Short problem: Treat the line containing "Q: For each instance of the dried red chili in soup" as the first line and the final line of the material below as the last; reproduce that range exactly.

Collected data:
## START
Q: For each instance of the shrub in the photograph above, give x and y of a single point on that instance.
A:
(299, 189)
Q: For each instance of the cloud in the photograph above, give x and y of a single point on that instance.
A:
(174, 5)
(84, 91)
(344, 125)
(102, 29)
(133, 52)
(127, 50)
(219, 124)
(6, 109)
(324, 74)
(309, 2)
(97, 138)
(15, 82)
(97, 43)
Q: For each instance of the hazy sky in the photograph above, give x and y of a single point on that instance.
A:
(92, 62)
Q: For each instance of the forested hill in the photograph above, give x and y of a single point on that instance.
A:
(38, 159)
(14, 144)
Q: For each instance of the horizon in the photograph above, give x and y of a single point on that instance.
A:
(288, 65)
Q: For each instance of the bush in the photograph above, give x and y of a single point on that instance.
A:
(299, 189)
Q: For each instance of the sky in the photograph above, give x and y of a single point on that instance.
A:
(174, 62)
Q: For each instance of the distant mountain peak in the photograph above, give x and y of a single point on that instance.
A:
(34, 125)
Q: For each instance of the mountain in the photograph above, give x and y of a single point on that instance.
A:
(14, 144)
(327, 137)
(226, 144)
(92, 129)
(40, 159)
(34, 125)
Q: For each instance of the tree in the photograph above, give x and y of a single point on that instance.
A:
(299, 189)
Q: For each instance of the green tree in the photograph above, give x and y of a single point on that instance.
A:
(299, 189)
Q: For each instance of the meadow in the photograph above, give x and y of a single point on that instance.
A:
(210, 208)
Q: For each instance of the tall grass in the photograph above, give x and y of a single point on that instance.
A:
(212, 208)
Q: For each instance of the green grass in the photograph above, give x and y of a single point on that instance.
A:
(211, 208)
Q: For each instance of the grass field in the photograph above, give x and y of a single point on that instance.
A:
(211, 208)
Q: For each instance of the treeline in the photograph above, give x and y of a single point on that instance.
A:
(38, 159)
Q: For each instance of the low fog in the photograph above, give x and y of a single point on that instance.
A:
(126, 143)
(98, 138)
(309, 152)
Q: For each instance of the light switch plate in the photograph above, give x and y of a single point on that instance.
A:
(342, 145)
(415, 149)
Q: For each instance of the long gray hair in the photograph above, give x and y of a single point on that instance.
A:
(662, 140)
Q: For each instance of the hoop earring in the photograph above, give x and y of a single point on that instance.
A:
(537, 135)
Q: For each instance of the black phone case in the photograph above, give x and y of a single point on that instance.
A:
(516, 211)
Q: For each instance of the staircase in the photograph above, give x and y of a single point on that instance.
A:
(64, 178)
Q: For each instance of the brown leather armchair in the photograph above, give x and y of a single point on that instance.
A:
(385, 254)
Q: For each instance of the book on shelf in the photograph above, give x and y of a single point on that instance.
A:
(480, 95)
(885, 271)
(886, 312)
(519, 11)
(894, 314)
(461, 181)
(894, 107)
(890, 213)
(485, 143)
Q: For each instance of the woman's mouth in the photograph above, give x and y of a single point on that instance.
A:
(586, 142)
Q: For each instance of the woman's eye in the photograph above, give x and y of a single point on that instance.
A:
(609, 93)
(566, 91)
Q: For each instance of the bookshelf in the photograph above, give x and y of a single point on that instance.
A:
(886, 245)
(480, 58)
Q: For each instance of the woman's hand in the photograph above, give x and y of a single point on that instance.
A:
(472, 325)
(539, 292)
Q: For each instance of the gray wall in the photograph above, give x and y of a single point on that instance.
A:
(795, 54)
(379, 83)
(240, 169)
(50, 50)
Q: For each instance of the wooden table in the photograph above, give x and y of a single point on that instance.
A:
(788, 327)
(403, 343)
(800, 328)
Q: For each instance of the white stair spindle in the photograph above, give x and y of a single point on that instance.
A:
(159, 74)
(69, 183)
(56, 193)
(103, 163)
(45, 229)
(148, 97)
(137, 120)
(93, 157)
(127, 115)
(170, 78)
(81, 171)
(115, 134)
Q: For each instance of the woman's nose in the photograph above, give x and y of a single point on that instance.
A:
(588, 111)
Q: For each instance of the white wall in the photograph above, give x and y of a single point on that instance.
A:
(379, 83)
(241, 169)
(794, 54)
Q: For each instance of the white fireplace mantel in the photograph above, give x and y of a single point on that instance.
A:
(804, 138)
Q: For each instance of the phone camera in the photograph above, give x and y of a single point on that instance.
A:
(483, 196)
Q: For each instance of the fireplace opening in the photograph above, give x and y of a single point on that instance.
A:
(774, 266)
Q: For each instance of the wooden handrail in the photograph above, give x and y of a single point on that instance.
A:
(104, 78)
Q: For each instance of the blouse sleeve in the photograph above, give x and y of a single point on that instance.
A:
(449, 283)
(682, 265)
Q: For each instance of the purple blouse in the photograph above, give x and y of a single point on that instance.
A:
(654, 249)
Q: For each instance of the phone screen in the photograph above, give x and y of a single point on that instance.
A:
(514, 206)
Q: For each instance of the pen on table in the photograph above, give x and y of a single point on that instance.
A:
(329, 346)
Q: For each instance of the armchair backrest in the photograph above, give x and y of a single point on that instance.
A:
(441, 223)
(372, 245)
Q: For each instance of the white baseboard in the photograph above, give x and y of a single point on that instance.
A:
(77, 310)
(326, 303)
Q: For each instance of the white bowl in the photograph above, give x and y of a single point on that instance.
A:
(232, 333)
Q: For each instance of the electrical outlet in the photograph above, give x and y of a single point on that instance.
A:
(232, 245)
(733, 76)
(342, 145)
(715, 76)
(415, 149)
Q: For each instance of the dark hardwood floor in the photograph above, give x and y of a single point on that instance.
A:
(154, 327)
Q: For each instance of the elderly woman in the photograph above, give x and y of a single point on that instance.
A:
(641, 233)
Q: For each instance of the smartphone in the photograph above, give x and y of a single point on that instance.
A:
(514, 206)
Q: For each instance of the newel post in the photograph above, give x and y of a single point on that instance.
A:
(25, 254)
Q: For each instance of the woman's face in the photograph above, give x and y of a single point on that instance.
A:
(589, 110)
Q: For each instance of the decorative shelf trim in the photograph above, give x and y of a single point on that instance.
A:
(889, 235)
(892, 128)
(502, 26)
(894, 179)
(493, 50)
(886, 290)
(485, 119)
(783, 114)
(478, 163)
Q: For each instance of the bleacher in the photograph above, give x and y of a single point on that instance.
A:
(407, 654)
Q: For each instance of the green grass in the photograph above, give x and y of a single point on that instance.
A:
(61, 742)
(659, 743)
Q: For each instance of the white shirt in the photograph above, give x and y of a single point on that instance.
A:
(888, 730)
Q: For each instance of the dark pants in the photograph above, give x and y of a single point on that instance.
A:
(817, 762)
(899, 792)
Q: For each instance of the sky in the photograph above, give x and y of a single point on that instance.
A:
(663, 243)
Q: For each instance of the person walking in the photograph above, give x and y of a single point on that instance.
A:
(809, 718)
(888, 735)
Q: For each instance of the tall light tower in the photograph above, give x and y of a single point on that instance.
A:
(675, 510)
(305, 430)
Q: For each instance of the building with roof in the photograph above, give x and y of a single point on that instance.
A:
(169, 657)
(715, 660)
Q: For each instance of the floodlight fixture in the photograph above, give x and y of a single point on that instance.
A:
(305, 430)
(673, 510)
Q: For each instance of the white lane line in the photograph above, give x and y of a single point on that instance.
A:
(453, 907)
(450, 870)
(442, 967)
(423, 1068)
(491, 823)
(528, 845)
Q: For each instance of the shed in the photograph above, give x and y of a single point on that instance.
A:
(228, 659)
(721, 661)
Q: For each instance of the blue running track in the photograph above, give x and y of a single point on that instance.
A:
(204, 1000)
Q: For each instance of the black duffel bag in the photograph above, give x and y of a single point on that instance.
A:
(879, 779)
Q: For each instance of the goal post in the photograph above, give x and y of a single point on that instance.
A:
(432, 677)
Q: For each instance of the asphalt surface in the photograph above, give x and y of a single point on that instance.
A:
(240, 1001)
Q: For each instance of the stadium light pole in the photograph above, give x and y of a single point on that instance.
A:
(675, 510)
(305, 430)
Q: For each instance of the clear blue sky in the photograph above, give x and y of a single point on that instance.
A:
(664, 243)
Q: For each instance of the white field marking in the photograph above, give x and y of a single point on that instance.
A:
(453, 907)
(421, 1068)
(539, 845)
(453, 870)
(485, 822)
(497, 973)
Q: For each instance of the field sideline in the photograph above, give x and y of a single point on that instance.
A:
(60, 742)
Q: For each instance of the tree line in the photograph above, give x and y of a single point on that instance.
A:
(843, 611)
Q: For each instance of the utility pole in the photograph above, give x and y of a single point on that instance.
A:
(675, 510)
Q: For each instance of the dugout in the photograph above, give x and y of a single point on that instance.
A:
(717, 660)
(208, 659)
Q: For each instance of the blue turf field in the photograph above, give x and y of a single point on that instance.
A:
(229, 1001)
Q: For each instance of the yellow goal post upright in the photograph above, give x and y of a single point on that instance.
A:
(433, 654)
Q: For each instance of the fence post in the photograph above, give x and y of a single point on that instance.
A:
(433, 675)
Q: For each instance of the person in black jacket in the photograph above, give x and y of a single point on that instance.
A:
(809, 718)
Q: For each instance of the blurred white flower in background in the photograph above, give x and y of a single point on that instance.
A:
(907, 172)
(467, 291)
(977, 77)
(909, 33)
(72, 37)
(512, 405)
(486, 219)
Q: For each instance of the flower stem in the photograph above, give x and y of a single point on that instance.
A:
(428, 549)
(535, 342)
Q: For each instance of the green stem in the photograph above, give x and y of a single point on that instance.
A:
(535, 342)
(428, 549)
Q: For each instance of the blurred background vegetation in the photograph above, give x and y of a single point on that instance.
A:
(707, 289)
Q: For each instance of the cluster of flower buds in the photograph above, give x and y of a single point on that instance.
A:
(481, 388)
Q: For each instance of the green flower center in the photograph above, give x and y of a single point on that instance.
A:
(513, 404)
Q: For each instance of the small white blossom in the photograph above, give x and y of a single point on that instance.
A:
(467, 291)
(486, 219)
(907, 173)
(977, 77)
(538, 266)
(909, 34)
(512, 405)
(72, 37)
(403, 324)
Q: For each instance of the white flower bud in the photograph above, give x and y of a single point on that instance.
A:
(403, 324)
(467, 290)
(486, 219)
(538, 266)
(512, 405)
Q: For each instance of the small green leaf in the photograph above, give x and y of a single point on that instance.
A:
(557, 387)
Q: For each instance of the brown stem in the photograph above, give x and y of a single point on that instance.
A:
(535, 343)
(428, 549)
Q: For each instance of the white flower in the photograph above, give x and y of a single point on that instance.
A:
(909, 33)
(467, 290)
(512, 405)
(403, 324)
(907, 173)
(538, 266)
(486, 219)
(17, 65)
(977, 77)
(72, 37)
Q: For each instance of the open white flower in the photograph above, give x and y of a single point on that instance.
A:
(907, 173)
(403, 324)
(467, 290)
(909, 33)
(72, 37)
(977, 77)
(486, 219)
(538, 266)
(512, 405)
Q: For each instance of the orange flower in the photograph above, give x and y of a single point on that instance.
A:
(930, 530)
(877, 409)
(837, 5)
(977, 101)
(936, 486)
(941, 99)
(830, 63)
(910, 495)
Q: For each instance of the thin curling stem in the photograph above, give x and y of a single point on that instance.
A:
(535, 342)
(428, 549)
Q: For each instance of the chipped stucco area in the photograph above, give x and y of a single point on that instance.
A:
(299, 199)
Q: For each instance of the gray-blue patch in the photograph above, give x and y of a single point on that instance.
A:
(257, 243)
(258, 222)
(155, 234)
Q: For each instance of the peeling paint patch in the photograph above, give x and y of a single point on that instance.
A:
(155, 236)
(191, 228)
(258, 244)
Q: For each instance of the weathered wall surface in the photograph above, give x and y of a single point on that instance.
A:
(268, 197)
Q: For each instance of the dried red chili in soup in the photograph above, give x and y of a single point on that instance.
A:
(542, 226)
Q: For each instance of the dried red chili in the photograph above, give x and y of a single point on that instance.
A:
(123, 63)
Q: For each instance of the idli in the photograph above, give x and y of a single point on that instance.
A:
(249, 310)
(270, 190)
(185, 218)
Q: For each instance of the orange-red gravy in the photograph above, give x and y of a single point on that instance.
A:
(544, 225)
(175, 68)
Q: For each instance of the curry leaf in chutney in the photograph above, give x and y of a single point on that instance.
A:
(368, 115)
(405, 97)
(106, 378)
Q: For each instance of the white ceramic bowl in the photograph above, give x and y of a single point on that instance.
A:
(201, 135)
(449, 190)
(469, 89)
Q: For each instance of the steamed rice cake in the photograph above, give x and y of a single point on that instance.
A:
## END
Response to the exercise:
Q: For each instance of the dried red chili in soup in the photograph above, give x and y of a single point on that instance.
A:
(542, 226)
Q: For each instance of the dried red chili in the photograph above, give x and y of a single point on that instance.
A:
(123, 63)
Q: For each instance of the idli in the photograph above, give x and y of a single point on that instance.
A:
(249, 310)
(270, 190)
(185, 218)
Q: For each instance of the orange-red gravy in the photograph above, give x and y of a single point on that instance.
A:
(544, 225)
(175, 68)
Q: For each instance of the curry leaf in chutney in the photograph above, give x and y of a single point on that instance.
A:
(368, 115)
(405, 97)
(106, 378)
Q: For each instance of the white ceramic bowl in the photograph above, give x and y of a single point on that instance.
A:
(201, 135)
(449, 190)
(469, 89)
Q: For each instance of the steamed rice cake in the photograph above, give x and y of a single point on that instance.
A:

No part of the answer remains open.